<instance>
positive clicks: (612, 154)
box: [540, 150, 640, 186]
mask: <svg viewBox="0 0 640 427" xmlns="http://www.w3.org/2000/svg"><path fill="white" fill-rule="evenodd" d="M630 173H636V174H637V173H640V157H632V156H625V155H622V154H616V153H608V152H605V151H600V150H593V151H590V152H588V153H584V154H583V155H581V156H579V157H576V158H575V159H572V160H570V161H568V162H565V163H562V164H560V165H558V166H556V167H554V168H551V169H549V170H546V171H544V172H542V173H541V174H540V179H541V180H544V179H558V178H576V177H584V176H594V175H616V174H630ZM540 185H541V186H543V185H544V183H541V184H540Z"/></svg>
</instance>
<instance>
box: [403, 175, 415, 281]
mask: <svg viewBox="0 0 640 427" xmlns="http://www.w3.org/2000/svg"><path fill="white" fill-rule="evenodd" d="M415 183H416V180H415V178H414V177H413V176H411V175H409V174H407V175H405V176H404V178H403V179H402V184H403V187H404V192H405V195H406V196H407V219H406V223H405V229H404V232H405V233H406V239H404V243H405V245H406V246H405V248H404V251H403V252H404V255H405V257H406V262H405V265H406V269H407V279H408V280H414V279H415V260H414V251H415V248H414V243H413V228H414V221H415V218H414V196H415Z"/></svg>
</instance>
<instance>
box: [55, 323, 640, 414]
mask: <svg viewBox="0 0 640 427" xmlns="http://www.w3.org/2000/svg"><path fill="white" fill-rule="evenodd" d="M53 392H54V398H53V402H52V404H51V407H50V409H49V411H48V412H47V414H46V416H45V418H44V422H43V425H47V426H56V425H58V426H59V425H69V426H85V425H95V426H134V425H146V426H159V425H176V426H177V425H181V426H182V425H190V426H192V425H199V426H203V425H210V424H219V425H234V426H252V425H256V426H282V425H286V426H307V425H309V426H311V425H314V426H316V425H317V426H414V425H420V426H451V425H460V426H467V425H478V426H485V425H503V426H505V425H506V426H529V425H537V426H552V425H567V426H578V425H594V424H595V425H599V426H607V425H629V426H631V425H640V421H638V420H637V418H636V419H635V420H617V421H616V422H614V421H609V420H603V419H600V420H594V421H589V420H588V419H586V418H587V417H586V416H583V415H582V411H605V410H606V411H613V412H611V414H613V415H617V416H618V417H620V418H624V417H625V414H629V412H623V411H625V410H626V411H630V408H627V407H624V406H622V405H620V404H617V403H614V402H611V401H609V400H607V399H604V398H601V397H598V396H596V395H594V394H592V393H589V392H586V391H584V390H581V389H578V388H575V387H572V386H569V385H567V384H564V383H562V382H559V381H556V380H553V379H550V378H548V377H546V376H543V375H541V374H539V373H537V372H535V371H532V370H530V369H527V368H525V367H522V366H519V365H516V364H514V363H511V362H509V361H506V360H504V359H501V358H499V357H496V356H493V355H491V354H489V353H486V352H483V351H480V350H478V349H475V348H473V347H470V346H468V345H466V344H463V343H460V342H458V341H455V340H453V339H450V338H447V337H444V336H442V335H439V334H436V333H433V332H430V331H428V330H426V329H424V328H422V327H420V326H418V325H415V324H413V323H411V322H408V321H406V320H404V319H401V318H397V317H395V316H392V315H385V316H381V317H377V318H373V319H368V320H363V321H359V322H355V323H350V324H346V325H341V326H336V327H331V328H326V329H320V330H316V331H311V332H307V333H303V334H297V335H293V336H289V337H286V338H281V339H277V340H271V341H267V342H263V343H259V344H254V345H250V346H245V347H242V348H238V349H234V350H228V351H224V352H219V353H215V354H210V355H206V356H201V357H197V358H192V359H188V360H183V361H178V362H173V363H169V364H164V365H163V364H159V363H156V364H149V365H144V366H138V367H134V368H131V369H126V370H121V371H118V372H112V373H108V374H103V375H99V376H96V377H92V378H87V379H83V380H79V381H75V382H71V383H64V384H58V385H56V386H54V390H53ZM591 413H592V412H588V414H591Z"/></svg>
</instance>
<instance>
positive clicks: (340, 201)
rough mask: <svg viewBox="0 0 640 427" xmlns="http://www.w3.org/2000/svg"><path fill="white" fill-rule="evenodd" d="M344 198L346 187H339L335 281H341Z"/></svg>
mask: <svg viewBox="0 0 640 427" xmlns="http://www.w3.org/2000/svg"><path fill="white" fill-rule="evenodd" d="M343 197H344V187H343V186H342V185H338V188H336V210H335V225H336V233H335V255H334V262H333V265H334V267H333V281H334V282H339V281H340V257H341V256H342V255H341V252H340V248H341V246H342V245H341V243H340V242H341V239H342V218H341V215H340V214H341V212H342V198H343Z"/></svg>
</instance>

- About this task
The records above must be repeated exactly, in their entirety.

- Task solution
<instance>
positive clicks: (612, 154)
box: [540, 150, 640, 186]
mask: <svg viewBox="0 0 640 427" xmlns="http://www.w3.org/2000/svg"><path fill="white" fill-rule="evenodd" d="M630 173H636V174H637V173H640V157H632V156H625V155H622V154H616V153H608V152H605V151H600V150H593V151H590V152H588V153H584V154H583V155H581V156H579V157H576V158H575V159H572V160H570V161H568V162H565V163H562V164H560V165H558V166H556V167H554V168H551V169H549V170H546V171H544V172H542V173H541V174H540V179H541V180H544V179H558V178H576V177H584V176H594V175H616V174H630ZM540 185H541V186H543V185H544V183H541V184H540Z"/></svg>
</instance>
<instance>
box: [403, 175, 415, 281]
mask: <svg viewBox="0 0 640 427" xmlns="http://www.w3.org/2000/svg"><path fill="white" fill-rule="evenodd" d="M415 183H416V180H415V178H414V177H413V176H411V175H409V174H407V175H405V176H404V178H403V179H402V184H403V187H404V192H405V195H406V196H407V219H406V223H405V229H404V232H405V233H406V239H404V243H405V245H406V246H405V248H404V251H403V252H404V255H405V257H406V262H405V265H406V269H407V279H408V280H414V279H415V260H414V251H415V248H414V243H413V228H414V221H415V218H414V196H415Z"/></svg>
</instance>
<instance>
box: [55, 323, 640, 414]
mask: <svg viewBox="0 0 640 427" xmlns="http://www.w3.org/2000/svg"><path fill="white" fill-rule="evenodd" d="M53 392H54V398H53V402H52V404H51V407H50V409H49V411H48V412H47V414H46V416H45V418H44V422H43V425H47V426H56V425H58V426H59V425H69V426H85V425H95V426H134V425H146V426H159V425H176V426H177V425H181V426H182V425H190V426H192V425H199V426H203V425H210V424H219V425H234V426H252V425H256V426H282V425H286V426H307V425H309V426H311V425H314V426H316V425H317V426H414V425H420V426H451V425H460V426H467V425H478V426H485V425H503V426H505V425H506V426H529V425H537V426H552V425H567V426H578V425H594V424H595V425H599V426H607V425H629V426H631V425H640V421H638V420H637V418H636V419H635V420H617V421H616V422H614V421H609V420H603V419H600V420H594V421H589V420H588V419H586V418H587V417H586V416H583V415H582V411H605V410H606V411H613V412H611V414H613V415H617V416H618V417H620V418H624V417H625V414H629V412H623V411H625V410H626V411H630V408H627V407H624V406H622V405H620V404H617V403H614V402H611V401H609V400H607V399H604V398H601V397H598V396H596V395H594V394H592V393H589V392H586V391H584V390H581V389H578V388H575V387H572V386H569V385H567V384H564V383H562V382H559V381H556V380H553V379H550V378H548V377H546V376H543V375H541V374H539V373H537V372H535V371H532V370H530V369H527V368H525V367H522V366H519V365H516V364H514V363H511V362H509V361H506V360H504V359H501V358H499V357H496V356H493V355H491V354H489V353H486V352H483V351H480V350H478V349H475V348H473V347H470V346H468V345H466V344H463V343H460V342H458V341H455V340H453V339H450V338H447V337H444V336H442V335H439V334H436V333H433V332H430V331H428V330H426V329H424V328H422V327H420V326H418V325H415V324H413V323H411V322H408V321H406V320H404V319H401V318H397V317H395V316H392V315H385V316H381V317H377V318H373V319H368V320H363V321H359V322H355V323H350V324H346V325H341V326H336V327H331V328H326V329H320V330H316V331H311V332H307V333H303V334H297V335H293V336H289V337H286V338H281V339H277V340H271V341H267V342H263V343H259V344H254V345H250V346H245V347H242V348H238V349H234V350H228V351H224V352H219V353H215V354H210V355H206V356H201V357H197V358H192V359H188V360H183V361H178V362H173V363H169V364H164V365H163V364H159V363H156V364H149V365H144V366H138V367H134V368H131V369H126V370H121V371H118V372H112V373H108V374H103V375H99V376H96V377H92V378H87V379H83V380H79V381H75V382H71V383H64V384H58V385H56V386H54V390H53ZM591 413H592V412H588V414H591Z"/></svg>
</instance>
<instance>
positive clicks: (340, 201)
rough mask: <svg viewBox="0 0 640 427" xmlns="http://www.w3.org/2000/svg"><path fill="white" fill-rule="evenodd" d="M344 198L346 187H339L335 281H341Z"/></svg>
mask: <svg viewBox="0 0 640 427" xmlns="http://www.w3.org/2000/svg"><path fill="white" fill-rule="evenodd" d="M343 197H344V187H343V186H342V185H338V188H336V210H335V225H336V233H335V255H334V262H333V265H334V267H333V281H334V282H339V281H340V257H341V256H342V255H341V252H340V248H341V246H342V245H341V243H340V242H341V239H342V218H341V215H340V214H341V212H342V198H343Z"/></svg>
</instance>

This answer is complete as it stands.